Locate each line in the rows below that contains the word "grassy", matching case exactly, and copy every such line.

[Rows from a pointing dataset]
*-*-*

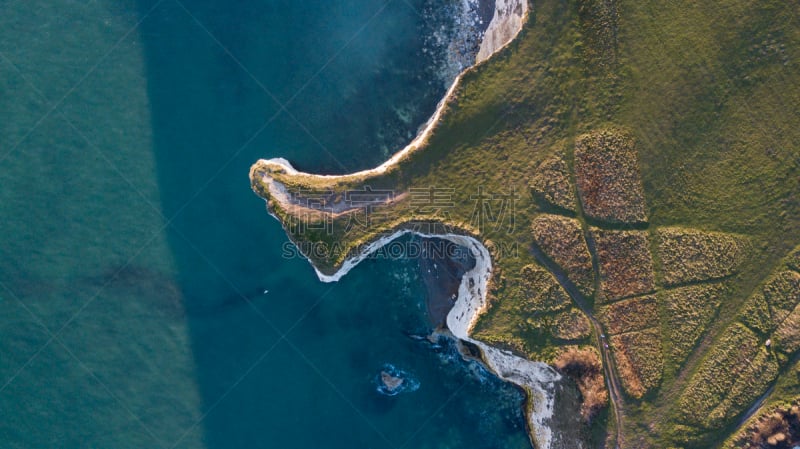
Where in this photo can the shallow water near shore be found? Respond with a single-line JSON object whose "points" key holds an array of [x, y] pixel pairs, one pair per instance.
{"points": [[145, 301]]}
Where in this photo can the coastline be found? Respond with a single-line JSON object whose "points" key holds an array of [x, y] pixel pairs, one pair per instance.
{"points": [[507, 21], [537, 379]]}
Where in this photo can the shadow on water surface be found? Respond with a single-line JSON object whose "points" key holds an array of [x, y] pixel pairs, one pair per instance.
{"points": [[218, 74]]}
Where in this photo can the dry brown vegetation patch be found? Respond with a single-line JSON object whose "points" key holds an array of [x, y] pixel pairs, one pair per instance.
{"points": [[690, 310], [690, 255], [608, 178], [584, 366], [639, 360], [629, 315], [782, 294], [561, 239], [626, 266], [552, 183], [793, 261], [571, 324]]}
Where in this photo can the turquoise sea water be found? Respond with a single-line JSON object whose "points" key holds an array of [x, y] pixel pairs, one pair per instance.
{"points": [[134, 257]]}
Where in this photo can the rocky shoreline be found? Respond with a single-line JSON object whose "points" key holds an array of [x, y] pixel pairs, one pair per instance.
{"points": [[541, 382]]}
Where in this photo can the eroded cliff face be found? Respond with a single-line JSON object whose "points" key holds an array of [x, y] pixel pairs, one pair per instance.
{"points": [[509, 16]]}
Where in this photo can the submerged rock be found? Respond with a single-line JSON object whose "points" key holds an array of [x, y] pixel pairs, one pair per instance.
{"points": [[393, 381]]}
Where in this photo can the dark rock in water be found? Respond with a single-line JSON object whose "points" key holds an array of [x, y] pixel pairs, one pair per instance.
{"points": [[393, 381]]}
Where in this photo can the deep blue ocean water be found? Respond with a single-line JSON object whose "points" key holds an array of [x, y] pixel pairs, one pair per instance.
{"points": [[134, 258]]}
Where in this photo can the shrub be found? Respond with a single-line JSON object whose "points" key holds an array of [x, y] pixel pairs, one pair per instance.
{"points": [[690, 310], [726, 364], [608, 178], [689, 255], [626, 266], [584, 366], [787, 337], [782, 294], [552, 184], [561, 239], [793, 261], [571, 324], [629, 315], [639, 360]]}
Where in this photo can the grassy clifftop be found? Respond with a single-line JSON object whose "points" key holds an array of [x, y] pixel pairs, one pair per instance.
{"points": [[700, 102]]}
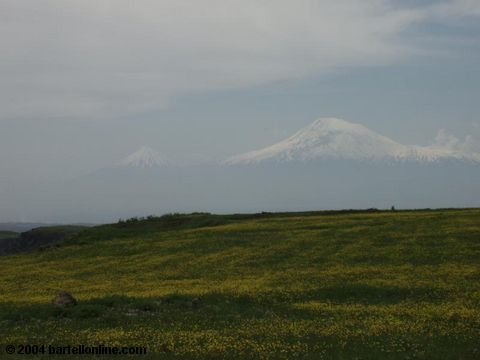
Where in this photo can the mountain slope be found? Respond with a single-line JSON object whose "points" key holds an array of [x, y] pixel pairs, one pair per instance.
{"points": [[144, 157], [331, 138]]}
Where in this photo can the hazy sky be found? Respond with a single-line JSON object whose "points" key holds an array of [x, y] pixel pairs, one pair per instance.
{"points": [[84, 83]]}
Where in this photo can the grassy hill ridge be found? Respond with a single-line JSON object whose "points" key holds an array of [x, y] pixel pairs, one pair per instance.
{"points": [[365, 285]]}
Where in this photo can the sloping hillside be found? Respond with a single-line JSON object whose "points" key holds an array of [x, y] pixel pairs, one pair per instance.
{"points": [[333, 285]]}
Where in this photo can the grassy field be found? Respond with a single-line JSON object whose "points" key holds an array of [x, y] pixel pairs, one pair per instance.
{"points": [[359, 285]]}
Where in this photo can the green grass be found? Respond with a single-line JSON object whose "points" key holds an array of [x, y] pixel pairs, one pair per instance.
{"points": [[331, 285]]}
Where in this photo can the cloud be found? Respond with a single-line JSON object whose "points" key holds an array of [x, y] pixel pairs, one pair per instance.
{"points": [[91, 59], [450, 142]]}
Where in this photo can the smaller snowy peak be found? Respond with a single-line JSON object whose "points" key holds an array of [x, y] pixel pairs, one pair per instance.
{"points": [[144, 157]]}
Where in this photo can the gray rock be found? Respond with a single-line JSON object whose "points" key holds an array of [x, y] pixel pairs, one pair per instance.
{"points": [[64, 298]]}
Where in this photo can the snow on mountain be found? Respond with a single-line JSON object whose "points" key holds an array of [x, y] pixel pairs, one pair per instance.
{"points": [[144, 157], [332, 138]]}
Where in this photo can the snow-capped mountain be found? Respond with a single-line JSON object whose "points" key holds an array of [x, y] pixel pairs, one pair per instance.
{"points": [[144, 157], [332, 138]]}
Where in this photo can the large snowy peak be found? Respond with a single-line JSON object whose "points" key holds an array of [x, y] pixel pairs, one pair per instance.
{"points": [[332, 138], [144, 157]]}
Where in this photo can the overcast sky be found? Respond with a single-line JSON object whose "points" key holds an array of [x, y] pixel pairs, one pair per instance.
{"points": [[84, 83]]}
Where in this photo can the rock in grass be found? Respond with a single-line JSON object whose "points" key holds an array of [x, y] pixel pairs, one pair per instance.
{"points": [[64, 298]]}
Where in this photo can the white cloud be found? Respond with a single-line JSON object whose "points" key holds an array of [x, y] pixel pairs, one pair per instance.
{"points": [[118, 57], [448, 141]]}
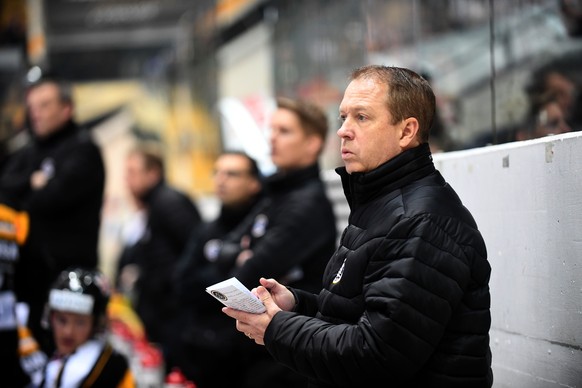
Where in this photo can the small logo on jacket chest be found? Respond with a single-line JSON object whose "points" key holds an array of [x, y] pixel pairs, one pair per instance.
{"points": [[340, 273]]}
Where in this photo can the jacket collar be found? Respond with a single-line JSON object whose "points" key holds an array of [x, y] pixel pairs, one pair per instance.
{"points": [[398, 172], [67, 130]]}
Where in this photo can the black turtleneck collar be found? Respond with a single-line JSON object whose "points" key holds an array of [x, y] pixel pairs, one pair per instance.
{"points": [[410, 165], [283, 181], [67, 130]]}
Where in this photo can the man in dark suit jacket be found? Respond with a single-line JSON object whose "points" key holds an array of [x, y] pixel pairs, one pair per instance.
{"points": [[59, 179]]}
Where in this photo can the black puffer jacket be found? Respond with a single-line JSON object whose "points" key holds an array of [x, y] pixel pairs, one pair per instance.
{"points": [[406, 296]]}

*-*-*

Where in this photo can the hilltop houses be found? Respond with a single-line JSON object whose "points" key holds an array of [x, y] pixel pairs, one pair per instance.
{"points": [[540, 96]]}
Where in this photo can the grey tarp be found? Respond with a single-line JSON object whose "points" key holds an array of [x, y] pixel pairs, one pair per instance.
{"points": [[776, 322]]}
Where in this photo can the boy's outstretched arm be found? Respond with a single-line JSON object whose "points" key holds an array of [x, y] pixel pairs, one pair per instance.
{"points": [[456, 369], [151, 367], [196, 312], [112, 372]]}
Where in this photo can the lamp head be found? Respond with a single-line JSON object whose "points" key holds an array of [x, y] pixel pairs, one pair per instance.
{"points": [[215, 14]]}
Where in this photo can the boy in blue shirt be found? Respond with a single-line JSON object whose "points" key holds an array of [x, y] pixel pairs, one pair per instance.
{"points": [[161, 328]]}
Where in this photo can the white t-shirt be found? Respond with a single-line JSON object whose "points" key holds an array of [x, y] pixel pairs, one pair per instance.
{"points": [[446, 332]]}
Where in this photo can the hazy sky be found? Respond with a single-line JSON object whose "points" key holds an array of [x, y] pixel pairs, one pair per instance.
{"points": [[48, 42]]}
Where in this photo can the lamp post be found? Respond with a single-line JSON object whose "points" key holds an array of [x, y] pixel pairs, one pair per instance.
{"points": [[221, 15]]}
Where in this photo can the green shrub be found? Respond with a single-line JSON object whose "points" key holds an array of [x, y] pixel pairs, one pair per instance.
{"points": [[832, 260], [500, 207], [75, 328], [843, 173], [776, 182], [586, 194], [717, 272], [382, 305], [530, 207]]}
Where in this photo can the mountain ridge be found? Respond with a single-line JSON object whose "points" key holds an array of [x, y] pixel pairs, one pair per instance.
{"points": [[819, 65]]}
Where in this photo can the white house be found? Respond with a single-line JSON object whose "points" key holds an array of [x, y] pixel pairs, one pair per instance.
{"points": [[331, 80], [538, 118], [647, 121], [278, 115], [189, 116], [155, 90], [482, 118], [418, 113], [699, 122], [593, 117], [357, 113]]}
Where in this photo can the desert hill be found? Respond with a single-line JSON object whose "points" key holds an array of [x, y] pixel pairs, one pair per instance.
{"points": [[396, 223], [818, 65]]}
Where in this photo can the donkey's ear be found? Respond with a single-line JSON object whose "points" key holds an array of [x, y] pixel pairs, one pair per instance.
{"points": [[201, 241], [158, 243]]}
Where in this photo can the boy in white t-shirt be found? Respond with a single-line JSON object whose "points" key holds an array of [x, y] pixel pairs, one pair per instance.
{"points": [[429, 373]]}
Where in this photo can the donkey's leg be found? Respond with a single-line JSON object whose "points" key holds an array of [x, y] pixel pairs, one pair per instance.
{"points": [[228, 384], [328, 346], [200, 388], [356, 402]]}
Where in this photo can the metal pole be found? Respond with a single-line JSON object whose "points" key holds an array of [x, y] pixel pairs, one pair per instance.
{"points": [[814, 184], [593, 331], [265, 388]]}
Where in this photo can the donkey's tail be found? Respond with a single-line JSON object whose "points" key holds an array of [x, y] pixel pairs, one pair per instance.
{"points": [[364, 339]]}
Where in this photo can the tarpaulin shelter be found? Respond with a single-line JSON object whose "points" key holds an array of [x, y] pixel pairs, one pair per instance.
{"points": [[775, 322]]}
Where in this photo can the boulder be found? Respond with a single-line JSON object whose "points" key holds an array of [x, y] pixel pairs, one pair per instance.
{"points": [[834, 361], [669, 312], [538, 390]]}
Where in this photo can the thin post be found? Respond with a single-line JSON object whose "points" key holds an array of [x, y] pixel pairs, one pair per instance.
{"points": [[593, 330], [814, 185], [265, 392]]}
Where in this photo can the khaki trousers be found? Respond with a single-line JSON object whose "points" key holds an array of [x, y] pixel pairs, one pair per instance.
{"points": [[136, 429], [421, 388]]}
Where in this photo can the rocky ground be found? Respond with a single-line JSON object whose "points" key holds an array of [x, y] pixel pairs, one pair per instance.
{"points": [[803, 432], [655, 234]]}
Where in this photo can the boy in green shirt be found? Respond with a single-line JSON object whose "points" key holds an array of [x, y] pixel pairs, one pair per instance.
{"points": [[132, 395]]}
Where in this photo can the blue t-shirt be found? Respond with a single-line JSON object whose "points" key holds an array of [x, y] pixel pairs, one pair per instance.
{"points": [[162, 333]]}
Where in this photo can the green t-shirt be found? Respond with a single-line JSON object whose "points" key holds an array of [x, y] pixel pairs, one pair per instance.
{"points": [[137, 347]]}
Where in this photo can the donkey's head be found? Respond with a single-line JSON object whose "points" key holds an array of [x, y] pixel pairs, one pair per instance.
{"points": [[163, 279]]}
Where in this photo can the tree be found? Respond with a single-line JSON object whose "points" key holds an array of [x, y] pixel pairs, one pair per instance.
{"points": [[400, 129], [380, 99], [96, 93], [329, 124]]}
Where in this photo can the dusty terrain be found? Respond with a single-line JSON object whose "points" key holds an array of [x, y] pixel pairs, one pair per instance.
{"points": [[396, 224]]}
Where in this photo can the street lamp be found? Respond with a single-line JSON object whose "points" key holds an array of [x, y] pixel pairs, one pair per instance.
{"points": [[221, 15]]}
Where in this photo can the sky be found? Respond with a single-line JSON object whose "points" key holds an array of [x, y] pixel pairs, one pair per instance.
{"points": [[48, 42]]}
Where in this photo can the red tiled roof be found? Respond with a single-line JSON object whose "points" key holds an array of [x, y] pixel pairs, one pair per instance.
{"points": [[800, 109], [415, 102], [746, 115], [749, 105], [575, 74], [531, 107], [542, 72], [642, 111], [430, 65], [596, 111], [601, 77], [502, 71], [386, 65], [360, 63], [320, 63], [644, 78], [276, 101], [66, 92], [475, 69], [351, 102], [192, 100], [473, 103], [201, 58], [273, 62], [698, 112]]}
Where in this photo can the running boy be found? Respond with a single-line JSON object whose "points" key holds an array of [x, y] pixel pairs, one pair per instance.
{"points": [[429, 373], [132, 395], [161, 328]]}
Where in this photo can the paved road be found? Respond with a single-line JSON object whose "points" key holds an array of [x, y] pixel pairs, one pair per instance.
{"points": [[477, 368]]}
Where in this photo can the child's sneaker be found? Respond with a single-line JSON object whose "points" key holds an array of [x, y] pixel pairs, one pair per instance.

*-*-*

- **RESULT**
Where in this photo can the grassy clifftop be found? Respond with a single-line JSON object whose "points" key holds an array of [x, y] pixel pairs, one pair per instance.
Where in this photo can the grassy hill ridge be found? Respond with a single-line JSON object whose "points" key holds an array of [x, y] pixel pairs, one pair per instance.
Where in this photo can the grassy field be found? Respond with a single-line JSON object whose "points" key holds an array of [x, y] pixel pairs, one pair per instance.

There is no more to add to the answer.